• Texto para leer:
━━━━━━━━━━━━━━━━━━━━━━━━━━━━━━

Desde que puse el primer pie en aquella estancia supe que era bienvenida y que, sin ninguna duda, volvería pronto. Los libros se agolpaban en las estanterias sin necesidad de orden, apilados en cualquier rincón, sobre el mostrador, en un expositor de promoción que suelen regalar las editoriales... en cualquier rincón se podía y puede respirar literatura. Aquel lugar tenía todos los condicionantes para que el tiempo se parara, como suele ocurrir cuando accedo a estancias similares en otros rincones de la ciudad que ya tengo fichados. Al igual que ocurriría en aquella biblioteca mágica que guardo en mi imaginación, en mi deseo, y donde pasaría con plena felicidad el resto de mis días, atendiendo a mis clientes, aconsejando ejemplares, animando a los nuevos lectores... si ese sueño algún día pudiera hacerse realidad.

Esa librería idílica sería de madera, y ese aroma, en combinación con las distintas ediciones de papel que albergaría la estancia serían su sello de identidad, el que llevaría impregnado en el pelo y en la ropa, casi el nombre y apellido de mi rincón mágico. Aquel pedacito de mí estaría abierto a cualquier lector, con un lugar especial para los más pequeños, donde se reunieran todos los ingredientes que les condujera a iniciarse en este ritual que rige mi vida. Allí podría palpar cada ejemplar, olfatearlo, sentirlo, como suelo hacer cuando adquiero un nuevo libro, una costumbre que despierta la curiosidad y la risa en los más cercanos.

Cruce los dedos para pasar desapercibida y hacerme invisible, para contar con todo el tiempo del mundo y poder recorrer cada recóndito espacio de aquel nuevo descubrimiento. Sin que nadie me viera, sin ser jamás atendida, conseguir mimetizarme con las cuatro paredes, ser abducida. Pero llegó mi turno con más premura de lo que hubiera querido, fui atendida y tuve que marcharme con mis folios de colores bajo el brazo. Eso sí, no sin antes llevarme adherida su tarjeta de visita, su aroma impregnado, su imagen en la retina y sientiendo que siempre me había estado esperando. Volveré.

━━━━━━━━━━━━━━━━━━━━━━━━━━━━━━

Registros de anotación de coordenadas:

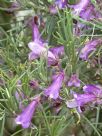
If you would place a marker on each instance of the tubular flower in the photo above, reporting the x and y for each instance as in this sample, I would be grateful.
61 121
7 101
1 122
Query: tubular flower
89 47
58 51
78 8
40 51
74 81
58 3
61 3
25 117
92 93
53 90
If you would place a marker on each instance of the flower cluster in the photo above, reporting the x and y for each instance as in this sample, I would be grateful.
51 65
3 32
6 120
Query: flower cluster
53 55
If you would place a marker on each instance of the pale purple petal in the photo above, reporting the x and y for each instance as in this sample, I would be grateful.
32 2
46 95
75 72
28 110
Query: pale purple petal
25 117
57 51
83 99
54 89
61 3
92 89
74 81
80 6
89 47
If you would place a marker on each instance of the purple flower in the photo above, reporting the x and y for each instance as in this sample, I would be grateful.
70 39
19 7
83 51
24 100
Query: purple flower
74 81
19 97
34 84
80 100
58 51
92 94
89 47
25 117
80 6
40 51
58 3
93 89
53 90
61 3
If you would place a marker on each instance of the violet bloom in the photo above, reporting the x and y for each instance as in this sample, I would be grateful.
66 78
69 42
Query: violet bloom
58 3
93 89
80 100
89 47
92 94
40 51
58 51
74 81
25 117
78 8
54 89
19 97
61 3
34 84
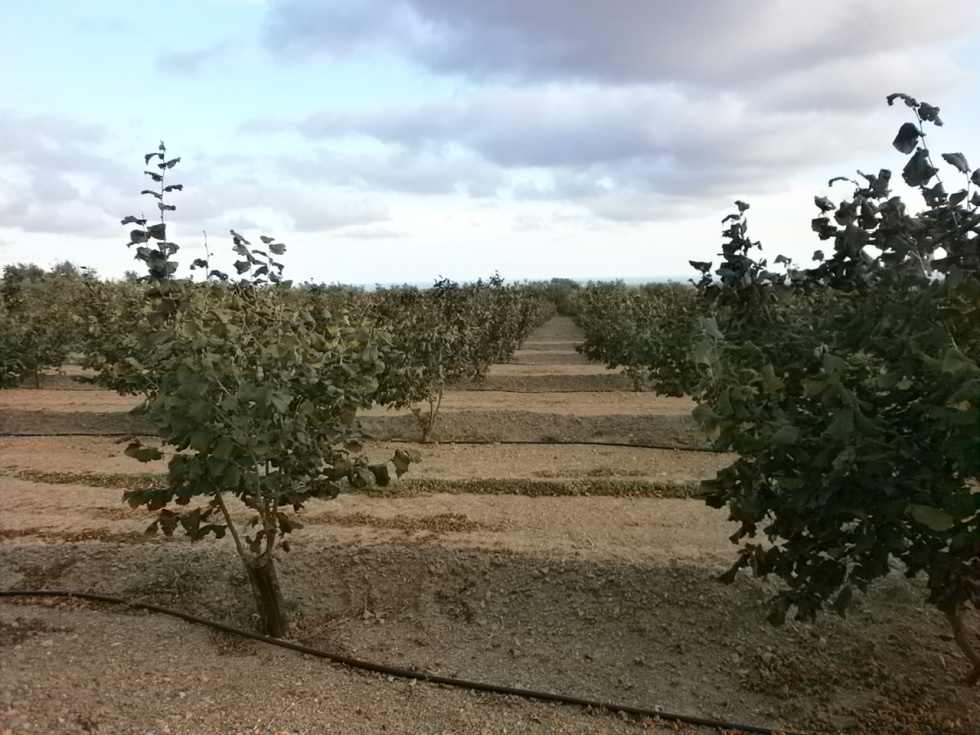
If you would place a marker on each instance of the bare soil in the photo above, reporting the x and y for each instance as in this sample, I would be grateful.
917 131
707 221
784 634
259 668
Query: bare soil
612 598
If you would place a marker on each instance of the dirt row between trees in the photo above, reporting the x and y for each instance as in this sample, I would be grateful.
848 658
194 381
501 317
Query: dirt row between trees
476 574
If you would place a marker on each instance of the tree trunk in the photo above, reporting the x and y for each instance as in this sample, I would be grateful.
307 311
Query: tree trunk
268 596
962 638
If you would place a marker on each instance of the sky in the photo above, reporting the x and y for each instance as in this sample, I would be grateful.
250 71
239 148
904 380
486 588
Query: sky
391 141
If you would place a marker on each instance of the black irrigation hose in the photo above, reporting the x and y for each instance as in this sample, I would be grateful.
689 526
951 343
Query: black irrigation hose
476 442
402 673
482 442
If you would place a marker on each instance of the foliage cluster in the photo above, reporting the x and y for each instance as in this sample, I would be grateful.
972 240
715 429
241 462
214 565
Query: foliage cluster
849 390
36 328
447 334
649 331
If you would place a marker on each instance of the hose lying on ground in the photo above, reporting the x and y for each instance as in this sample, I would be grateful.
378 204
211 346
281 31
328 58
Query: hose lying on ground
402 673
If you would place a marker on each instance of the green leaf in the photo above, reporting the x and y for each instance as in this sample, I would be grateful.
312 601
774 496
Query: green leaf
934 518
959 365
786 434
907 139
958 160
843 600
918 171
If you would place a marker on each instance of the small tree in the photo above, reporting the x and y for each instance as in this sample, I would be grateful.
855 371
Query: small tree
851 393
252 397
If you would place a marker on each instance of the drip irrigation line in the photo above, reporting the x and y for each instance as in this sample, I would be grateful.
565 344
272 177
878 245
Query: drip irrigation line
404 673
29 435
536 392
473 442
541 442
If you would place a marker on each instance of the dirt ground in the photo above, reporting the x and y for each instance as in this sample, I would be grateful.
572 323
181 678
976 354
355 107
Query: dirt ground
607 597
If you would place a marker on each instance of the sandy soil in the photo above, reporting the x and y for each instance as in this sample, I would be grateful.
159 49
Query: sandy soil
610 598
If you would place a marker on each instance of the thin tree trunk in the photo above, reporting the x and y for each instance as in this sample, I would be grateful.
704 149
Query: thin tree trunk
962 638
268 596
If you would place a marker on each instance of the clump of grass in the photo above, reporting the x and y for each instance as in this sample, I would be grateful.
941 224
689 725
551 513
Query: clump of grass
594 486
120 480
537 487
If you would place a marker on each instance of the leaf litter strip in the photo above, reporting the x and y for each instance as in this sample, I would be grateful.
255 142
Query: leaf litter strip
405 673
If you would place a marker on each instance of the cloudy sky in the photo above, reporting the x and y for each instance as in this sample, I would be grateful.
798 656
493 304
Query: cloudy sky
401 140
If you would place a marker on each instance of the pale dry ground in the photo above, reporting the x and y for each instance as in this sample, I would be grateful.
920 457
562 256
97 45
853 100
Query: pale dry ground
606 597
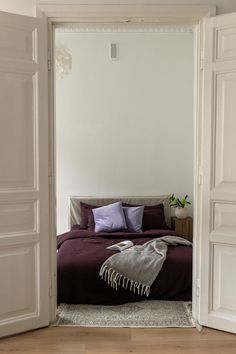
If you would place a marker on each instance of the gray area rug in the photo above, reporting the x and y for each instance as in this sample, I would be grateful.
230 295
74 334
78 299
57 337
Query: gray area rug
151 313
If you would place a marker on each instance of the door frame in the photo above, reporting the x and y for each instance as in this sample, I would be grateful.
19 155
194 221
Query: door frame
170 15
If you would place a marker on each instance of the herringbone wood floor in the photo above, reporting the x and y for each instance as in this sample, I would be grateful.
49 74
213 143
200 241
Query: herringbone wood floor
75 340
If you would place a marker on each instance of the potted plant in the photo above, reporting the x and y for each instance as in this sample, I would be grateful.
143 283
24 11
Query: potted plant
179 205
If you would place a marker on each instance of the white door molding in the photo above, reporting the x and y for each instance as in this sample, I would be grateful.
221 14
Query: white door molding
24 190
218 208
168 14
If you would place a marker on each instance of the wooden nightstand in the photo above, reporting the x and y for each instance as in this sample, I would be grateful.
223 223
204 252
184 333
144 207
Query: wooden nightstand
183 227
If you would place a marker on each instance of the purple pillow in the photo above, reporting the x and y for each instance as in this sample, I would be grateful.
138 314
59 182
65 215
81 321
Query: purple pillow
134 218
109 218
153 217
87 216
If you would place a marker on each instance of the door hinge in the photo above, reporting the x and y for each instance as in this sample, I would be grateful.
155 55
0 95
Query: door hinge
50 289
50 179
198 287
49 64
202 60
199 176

━━━━━━━━━━━━━━━━━━━━━━━━━━━━━━

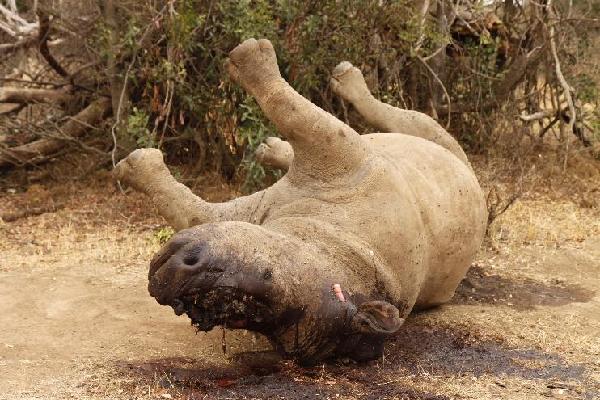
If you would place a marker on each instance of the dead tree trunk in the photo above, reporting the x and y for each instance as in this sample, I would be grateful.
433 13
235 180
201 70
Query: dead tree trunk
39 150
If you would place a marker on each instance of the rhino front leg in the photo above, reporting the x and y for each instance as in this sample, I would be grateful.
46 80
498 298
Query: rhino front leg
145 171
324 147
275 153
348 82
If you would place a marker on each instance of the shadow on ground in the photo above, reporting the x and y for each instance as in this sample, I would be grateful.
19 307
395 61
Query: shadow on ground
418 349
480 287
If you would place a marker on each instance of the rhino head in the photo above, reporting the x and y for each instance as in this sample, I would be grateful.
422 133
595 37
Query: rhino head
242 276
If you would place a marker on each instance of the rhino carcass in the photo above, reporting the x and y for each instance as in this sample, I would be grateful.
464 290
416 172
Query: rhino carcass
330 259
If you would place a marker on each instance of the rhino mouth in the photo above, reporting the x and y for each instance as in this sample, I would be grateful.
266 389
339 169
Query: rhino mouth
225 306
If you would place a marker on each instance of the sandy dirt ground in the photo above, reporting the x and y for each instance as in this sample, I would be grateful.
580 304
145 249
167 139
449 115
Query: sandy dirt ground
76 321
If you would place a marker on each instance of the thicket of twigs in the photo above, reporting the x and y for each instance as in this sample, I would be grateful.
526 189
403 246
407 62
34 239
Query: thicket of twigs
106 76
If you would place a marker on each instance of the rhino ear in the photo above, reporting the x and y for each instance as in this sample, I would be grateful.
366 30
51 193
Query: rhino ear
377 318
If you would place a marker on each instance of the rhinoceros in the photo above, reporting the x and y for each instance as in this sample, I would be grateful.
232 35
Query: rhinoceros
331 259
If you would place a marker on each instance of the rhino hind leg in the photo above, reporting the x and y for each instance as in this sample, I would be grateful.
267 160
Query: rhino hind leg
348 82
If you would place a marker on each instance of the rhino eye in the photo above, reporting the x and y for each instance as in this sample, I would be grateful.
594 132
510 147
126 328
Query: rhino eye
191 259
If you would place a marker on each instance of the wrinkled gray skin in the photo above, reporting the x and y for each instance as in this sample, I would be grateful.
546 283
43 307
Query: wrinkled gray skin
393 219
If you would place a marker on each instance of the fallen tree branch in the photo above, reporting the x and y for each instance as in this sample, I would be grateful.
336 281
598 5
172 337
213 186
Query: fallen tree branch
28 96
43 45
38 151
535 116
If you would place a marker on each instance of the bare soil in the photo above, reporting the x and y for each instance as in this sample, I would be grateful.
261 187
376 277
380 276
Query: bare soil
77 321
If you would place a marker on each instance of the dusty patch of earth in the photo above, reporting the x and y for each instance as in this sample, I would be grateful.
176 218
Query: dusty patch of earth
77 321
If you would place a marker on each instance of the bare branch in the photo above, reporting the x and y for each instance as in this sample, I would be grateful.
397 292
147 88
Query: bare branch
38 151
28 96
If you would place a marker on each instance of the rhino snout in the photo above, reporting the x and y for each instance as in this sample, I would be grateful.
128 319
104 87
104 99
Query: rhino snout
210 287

━━━━━━━━━━━━━━━━━━━━━━━━━━━━━━

• Qué hacer:
[1] Reescribe en forma de lista el párrafo del texto sobre la librería que empieza con "Esa librería idílica sería de madera" y conserva sus datos principales.
[2] Devuelve, por favor, el fragmento del texto sobre la librería que va desde "Esa librería idílica" hasta "los más cercanos.", este último incluido, sin ningún cambio.
Este material no tiene ningún papel aquí.

• Respuestas completas:
[1]
- La librería soñada sería de madera. Ese aroma, junto con las distintas ediciones de papel, sería su sello de identidad.
- Estaría abierta a cualquier lector y tendría un lugar especial para los más pequeños, pensado para iniciarlos en el ritual de la lectura.
- Allí se podría palpar, olfatear y sentir cada ejemplar. Es una costumbre que despierta la curiosidad y la risa de los más cercanos.

[2]
Esa librería idílica sería de madera, y ese aroma, en combinación con las distintas ediciones de papel que albergaría la estancia serían su sello de identidad, el que llevaría impregnado en el pelo y en la ropa, casi el nombre y apellido de mi rincón mágico. Aquel pedacito de mí estaría abierto a cualquier lector, con un lugar especial para los más pequeños, donde se reunieran todos los ingredientes que les condujera a iniciarse en este ritual que rige mi vida. Allí podría palpar cada ejemplar, olfatearlo, sentirlo, como suelo hacer cuando adquiero un nuevo libro, una costumbre que despierta la curiosidad y la risa en los más cercanos.